**BRANO PROPOSTO:**
------------------------------------------------

Il Financial Times, che fa più o meno da voce pubblica delle élite finanziarie della Gran Bretagna, ha pubblicato il 5 maggio 2015 un editoriale. Il titolo era: “Dopo una famosa vittoria, l’opportunità di ripristinare il Regno Unito”. La ‘famosa vittoria’ è naturalmente l’inattesa maggioranza stretta ma decisiva guadagnata da David Cameron e dal Partito Conservatore alle recenti elezioni britanniche. Il sottotitolo dell’editoriale del giornale dice: “Il compito di David Cameron è salvare l’unione e restare in Europa”.

Quello che è incerto è se Cameron sia in grado di svolgere il compito. Se lo è, allora allungherà il potere delle istituzioni finanziarie della Gran Bretagna di un altro decennio, o giù di lì. Ma molti, in Gran Bretagna e altrove, hanno altre priorità. Salvare l’unione significa in qualche modo impedire che il Partito Nazionale Scozzese (SNP) consegua il suo obiettivo annunciato di piena sovranità della Scozia. Anche il SNP ha fatto bene, molto bene, in queste elezioni. Ha conquistato 56 dei 59 seggi della Scozia al Parlamento Britannico. E’ difficile immaginare un avallo più sonoro dell’opinione pubblica, specialmente se si considera che il SNP aveva conquistato solo sei seggi alle elezioni precedenti.

Tuttavia questo non significa necessariamente che il SNP vincerebbe un referendum per l’indipendenza. Ma dà effettivamente al SNP molto potere negoziale con Cameron, e intende usarlo. Ha in effetti un programma in tre punti: (a) ottenere immediatamente un trasferimento di potere considerevolmente accresciuto in seno alla Gran Bretagna; (b) tenere un referendum preferibilmente autorizzato sull’indipendenza, formulato in modo da massimizzare un voto positivo; (c) divenire uno stato sovrano ma restare nell’Unione Europea (UE) e naturalmente nelle Nazioni Unite. Cameron, e ancor più la sua delegazione parlamentare, vuole minimizzare il punto (a), contrastare con fermezza il punto (b) e non arrivare mai al punto (c).

------------------------------------------------

**DATI MOSTRATI:**
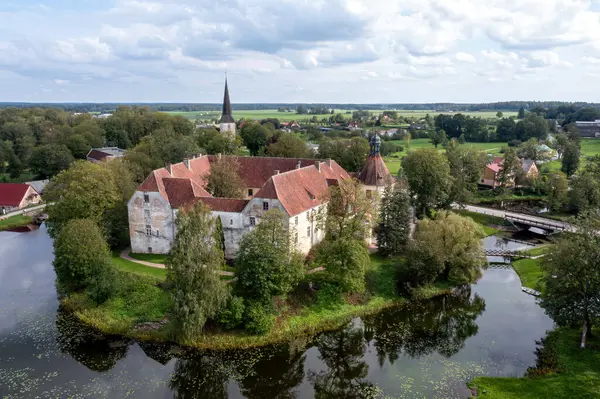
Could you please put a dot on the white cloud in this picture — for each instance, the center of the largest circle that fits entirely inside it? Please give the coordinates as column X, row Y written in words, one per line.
column 464, row 57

------------------------------------------------

**COMPITO RICHIESTO:** Continua il brano sulle elezioni britanniche del 2015 e sulla questione scozzese, riprendendo dopo la sua ultima frase.

**RISPOSTA:**
Se questo fosse il suo solo problema politico, Cameron potrebbe vincere facilmente la lotta con il SNP e “salvare l’unione”, ma non lo è. Contemporaneamente Cameron e sotto forte pressione per lasciare l’Unione Europea, una cosiddetta Brexit (o uscita britannica). Si parla di 60-100 membri Conservatori del Parlamento che vogliono semplicemente uscire. Inoltre il partito dedito al ritiro britannico dalla UE, il Partito per l’Indipendenza del Regno Unito (UKIP), ha ricevuto il 12,6% dei voti, divenendo il terzo partito della Gran Bretagna per percentuale di voti.

Così anche Cameron ha un programma implicito in tre passi, proprio come il SNP. Il passo (a) è premere sulla UE perché “defederalizzi” ulteriormente, consentendo alla Gran Bretagna di esentarsi da sempre maggiori prescrizioni relative all’appartenenza. Il passo (b) consiste nel convocare il referendum che ha promesso al Partito Conservatore entro il 2017, ma il più tardi possibile. Il passo (c) consiste nello sconfiggere il referendum e restare così nella UE.

Il passo (a) dello SNP, di un significativo decentramento immediato, è improbabile e il passo (b) di un referendum, un qualsiasi genere di referendum, è ancora più improbabile e dunque il passo (c) di una piena sovranità negoziata pacificamente è quasi un miraggio. Il passo (a) di Cameron, di ulteriori esenzioni dalle regole della UE, è improbabile a causa della forte resistenza di altri membri della UE, in particolare della Germania. Il passo (b), sconfiggere il referendum, diventa perciò ancor più improbabile. E dunque il passo (c) di una Brexit diventa molto probabile.

Se queste valutazioni sono sensate, allora l’obiettivo della élite finanziaria della Gran Bretagna – salvare l’unione e restare nella Ue – sarebbe una vittoria quanto al primo e una perdita quanto al secondo. Che cosa succederebbe allora? Il SNP continuerebbe il suo percorso di negoziati pacifici o l’opinione pubblica prenderebbe in considerazione muoversi con più forza?

Per comprendere le conseguenze di una Brexit, dobbiamo distogliere lo sguardo dalla Gran Bretagna e guardare invece al resto del mondo. La UE è già in difficoltà. La sua eurozona rischia una possibile Grexit (ritiro della Grecia) che, se si verificasse, potrebbe ben condurre a una dissoluzione dell’intera eurozona. Inoltre, l’opinione pubblica in più paesi che non la sola Gran Bretagna è divenuta sempre meno entusiasta della UE e i partiti che sollecitano un’uscita stanno guadagnando forza. E la UE è divisa su come reagire alla riaffermazione della Russia del suo ruolo politico in Europa, specialmente riguardo all’Ucraina. Aggiungere una Brexit a questo insieme di difficoltà potrebbe essere semplicemente troppo per la UE. La UE e l’eurozona sono un castello di carte, che potrebbe semplicemente crollare.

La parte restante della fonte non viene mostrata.